= Stored data entries =
********

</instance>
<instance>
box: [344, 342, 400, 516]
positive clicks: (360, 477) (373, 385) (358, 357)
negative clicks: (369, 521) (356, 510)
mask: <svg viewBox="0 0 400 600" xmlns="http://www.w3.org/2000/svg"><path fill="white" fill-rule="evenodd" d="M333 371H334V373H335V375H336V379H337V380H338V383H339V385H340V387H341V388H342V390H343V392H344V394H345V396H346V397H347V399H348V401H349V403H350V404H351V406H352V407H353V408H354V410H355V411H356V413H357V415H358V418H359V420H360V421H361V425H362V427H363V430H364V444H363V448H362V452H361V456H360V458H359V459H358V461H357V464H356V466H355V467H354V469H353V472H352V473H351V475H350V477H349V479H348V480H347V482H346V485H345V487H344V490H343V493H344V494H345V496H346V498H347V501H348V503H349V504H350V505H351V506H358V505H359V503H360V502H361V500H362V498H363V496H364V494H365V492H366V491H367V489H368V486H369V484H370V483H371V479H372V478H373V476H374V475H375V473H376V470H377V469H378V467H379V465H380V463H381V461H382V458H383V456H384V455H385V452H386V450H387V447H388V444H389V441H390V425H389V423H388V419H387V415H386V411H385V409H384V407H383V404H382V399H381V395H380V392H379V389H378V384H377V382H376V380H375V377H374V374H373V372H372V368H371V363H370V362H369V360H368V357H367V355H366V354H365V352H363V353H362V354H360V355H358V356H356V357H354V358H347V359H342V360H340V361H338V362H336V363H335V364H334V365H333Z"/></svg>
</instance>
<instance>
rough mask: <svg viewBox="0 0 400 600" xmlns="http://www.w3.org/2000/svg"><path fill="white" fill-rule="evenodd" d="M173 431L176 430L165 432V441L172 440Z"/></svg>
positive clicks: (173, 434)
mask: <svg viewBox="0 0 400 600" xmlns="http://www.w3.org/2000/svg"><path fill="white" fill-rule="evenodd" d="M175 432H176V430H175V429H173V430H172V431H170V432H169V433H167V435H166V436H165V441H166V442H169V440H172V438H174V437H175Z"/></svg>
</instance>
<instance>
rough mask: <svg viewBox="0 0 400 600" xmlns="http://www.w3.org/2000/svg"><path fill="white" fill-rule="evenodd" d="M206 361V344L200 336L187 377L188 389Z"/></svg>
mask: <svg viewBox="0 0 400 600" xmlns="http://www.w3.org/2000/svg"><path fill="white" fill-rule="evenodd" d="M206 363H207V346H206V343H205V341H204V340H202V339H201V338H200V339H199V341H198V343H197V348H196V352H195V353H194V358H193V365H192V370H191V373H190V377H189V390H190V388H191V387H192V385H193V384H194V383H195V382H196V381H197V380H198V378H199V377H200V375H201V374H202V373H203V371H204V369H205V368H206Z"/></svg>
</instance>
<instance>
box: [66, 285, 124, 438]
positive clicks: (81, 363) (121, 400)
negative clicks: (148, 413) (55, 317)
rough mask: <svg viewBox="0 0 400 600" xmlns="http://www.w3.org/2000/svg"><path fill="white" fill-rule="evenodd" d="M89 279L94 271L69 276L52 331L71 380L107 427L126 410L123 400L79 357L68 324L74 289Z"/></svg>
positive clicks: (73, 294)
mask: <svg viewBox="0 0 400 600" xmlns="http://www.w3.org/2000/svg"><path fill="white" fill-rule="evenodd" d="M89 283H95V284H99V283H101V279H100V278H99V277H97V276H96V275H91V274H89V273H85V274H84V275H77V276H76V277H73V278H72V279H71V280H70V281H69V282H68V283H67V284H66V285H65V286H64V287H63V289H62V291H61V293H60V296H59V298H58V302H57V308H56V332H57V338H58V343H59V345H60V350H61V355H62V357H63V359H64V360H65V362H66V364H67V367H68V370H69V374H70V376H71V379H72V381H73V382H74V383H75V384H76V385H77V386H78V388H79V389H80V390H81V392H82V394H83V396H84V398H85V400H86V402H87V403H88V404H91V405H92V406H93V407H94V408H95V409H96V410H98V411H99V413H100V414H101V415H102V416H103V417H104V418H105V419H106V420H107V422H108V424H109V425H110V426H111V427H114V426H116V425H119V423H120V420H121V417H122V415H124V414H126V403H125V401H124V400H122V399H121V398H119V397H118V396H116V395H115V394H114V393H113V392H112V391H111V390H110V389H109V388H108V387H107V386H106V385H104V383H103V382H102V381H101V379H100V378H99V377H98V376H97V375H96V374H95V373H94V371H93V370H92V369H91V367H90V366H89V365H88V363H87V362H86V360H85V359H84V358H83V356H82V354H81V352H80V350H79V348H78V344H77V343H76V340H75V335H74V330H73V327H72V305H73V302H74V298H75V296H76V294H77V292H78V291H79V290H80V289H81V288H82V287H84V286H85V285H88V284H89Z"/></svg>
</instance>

********

= ASSIGNMENT =
Copy every entry exactly, missing none.

= WRITTEN RESPONSE =
</instance>
<instance>
box: [344, 342, 400, 516]
positive clicks: (360, 477) (373, 385) (358, 357)
negative clicks: (369, 521) (356, 510)
mask: <svg viewBox="0 0 400 600" xmlns="http://www.w3.org/2000/svg"><path fill="white" fill-rule="evenodd" d="M333 371H334V373H335V375H336V379H337V380H338V383H339V385H340V387H341V388H342V390H343V392H344V394H345V396H346V397H347V399H348V401H349V403H350V404H351V406H352V407H353V408H354V410H355V411H356V413H357V415H358V418H359V420H360V421H361V425H362V427H363V430H364V444H363V448H362V452H361V456H360V458H359V459H358V461H357V464H356V466H355V467H354V469H353V472H352V473H351V475H350V477H349V479H348V480H347V482H346V485H345V487H344V490H343V493H344V494H345V496H346V498H347V501H348V503H349V504H350V505H351V506H358V505H359V503H360V502H361V500H362V498H363V496H364V494H365V492H366V491H367V489H368V486H369V484H370V483H371V479H372V478H373V476H374V475H375V473H376V470H377V469H378V467H379V465H380V463H381V461H382V458H383V456H384V455H385V452H386V450H387V447H388V444H389V441H390V425H389V423H388V419H387V415H386V411H385V409H384V407H383V404H382V399H381V395H380V392H379V389H378V384H377V382H376V380H375V377H374V374H373V372H372V368H371V363H370V362H369V360H368V357H367V355H366V354H365V352H363V353H362V354H360V355H358V356H356V357H354V358H347V359H342V360H340V361H338V362H336V363H335V364H334V365H333Z"/></svg>
</instance>
<instance>
rough mask: <svg viewBox="0 0 400 600" xmlns="http://www.w3.org/2000/svg"><path fill="white" fill-rule="evenodd" d="M173 431L176 430L165 432V441L172 440Z"/></svg>
positive clicks: (173, 434)
mask: <svg viewBox="0 0 400 600" xmlns="http://www.w3.org/2000/svg"><path fill="white" fill-rule="evenodd" d="M175 432H176V430H175V429H173V430H172V431H170V432H169V433H167V435H166V436H165V441H166V442H169V440H172V438H174V437H175Z"/></svg>
</instance>
<instance>
rough mask: <svg viewBox="0 0 400 600" xmlns="http://www.w3.org/2000/svg"><path fill="white" fill-rule="evenodd" d="M206 361V344L200 336L187 377L188 389Z"/></svg>
mask: <svg viewBox="0 0 400 600" xmlns="http://www.w3.org/2000/svg"><path fill="white" fill-rule="evenodd" d="M206 363H207V346H206V343H205V341H204V340H202V339H201V338H200V339H199V341H198V343H197V348H196V352H195V353H194V358H193V365H192V370H191V373H190V377H189V390H190V388H191V387H192V385H193V384H194V383H195V382H196V381H197V380H198V378H199V377H200V375H201V374H202V373H203V371H204V369H205V368H206Z"/></svg>
</instance>
<instance>
box: [66, 285, 124, 438]
positive clicks: (81, 363) (121, 400)
negative clicks: (148, 413) (55, 317)
rough mask: <svg viewBox="0 0 400 600" xmlns="http://www.w3.org/2000/svg"><path fill="white" fill-rule="evenodd" d="M89 279L94 271L69 276L52 331L71 380L107 427L126 410L123 400L79 357L68 324L74 289Z"/></svg>
positive clicks: (73, 294)
mask: <svg viewBox="0 0 400 600" xmlns="http://www.w3.org/2000/svg"><path fill="white" fill-rule="evenodd" d="M89 283H95V284H99V283H101V279H100V278H99V277H97V276H96V275H91V274H89V273H85V274H84V275H77V276H76V277H73V278H72V279H71V280H70V281H69V282H68V283H67V284H66V285H65V286H64V287H63V289H62V291H61V293H60V296H59V298H58V302H57V308H56V332H57V338H58V343H59V345H60V350H61V355H62V357H63V359H64V360H65V362H66V364H67V367H68V370H69V374H70V376H71V379H72V381H73V382H74V383H75V384H76V385H77V386H78V388H79V389H80V390H81V392H82V394H83V396H84V398H85V400H86V402H87V403H88V404H91V405H92V406H93V407H94V408H95V409H96V410H98V411H99V413H100V414H101V415H102V416H103V417H104V418H105V419H106V420H107V422H108V424H109V425H110V426H111V427H114V426H116V425H119V423H120V420H121V417H122V415H124V414H126V403H125V401H124V400H122V399H121V398H119V397H118V396H116V395H115V394H114V393H113V392H112V391H111V390H110V389H109V388H108V387H107V386H106V385H104V383H103V382H102V381H101V379H100V378H99V377H98V376H97V375H96V374H95V373H94V371H93V370H92V369H91V367H90V366H89V365H88V363H87V362H86V360H85V359H84V358H83V356H82V354H81V352H80V350H79V348H78V344H77V343H76V340H75V335H74V330H73V327H72V305H73V302H74V298H75V296H76V294H77V292H78V291H79V290H80V289H81V288H82V287H84V286H85V285H88V284H89Z"/></svg>
</instance>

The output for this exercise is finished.